§ **Exercise brief**: From the material below, keep only the lines that contain the string "white", and copy each of them. Treat uppercase and lowercase letters as different.

§ **Materials provided**:
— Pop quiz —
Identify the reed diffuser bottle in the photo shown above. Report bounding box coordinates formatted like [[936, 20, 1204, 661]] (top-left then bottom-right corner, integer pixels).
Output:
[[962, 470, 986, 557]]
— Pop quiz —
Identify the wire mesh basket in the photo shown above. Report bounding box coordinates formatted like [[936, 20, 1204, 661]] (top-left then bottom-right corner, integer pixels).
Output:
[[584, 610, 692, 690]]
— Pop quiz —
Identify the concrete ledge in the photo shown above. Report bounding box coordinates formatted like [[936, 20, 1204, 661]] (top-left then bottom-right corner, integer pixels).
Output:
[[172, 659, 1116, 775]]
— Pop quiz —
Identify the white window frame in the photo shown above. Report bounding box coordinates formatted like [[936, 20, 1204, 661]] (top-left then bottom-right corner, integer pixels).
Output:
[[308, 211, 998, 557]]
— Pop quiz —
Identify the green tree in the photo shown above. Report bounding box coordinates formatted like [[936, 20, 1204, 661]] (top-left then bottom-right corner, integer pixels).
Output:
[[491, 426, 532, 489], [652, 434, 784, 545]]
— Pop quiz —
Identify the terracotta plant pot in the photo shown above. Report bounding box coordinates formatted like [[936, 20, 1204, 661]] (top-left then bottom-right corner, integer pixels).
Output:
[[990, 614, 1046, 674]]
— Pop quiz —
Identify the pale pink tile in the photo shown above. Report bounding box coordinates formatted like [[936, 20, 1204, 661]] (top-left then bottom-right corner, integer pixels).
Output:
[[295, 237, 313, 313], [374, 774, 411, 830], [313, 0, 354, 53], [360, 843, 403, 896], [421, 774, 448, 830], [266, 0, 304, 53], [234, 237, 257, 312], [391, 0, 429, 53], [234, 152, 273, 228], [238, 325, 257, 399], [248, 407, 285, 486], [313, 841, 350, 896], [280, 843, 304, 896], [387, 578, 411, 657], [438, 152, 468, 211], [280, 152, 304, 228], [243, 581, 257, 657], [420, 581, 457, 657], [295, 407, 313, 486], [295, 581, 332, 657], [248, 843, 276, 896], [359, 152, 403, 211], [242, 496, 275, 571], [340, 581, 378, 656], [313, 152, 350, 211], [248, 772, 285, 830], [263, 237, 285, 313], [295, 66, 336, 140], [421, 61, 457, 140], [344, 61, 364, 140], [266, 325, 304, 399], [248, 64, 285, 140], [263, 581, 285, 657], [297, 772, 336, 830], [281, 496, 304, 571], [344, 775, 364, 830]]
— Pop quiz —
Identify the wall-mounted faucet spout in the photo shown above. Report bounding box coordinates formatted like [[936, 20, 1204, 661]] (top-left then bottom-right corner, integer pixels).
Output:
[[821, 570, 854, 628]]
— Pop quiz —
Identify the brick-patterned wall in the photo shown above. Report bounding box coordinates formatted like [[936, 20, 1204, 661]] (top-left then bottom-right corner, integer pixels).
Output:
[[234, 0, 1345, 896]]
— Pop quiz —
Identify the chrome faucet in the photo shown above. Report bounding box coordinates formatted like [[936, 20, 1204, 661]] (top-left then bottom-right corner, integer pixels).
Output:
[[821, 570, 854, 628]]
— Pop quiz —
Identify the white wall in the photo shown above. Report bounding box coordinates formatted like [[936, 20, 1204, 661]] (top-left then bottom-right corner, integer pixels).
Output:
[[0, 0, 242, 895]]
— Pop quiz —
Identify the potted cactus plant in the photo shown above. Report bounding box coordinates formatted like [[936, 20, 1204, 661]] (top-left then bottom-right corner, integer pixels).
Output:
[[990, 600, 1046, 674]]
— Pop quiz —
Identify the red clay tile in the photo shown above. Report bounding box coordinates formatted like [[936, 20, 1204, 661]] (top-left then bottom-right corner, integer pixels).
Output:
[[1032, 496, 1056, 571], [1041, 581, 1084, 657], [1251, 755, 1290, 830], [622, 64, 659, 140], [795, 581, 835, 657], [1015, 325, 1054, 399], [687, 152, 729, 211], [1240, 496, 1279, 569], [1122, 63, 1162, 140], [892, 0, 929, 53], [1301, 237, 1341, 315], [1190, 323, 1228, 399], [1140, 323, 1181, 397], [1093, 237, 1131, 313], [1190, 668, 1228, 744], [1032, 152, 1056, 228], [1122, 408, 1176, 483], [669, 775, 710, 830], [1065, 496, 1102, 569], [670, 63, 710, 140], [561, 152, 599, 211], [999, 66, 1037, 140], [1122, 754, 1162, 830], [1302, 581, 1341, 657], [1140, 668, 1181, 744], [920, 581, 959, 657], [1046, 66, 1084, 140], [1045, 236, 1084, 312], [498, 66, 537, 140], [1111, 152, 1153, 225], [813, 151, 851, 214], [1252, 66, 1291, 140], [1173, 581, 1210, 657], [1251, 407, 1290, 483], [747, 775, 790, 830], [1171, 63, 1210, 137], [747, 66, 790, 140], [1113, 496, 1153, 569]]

§ **Response to the task**:
Identify the white window frame in the photo shown above. Report bounding box coordinates formatted like [[936, 20, 1204, 661]] (top-left then bottom-right corner, integer pixels).
Identify the white wall in the photo shown above. Report bounding box coordinates formatted like [[936, 20, 1204, 661]] (top-left then bottom-right corner, integer pixels).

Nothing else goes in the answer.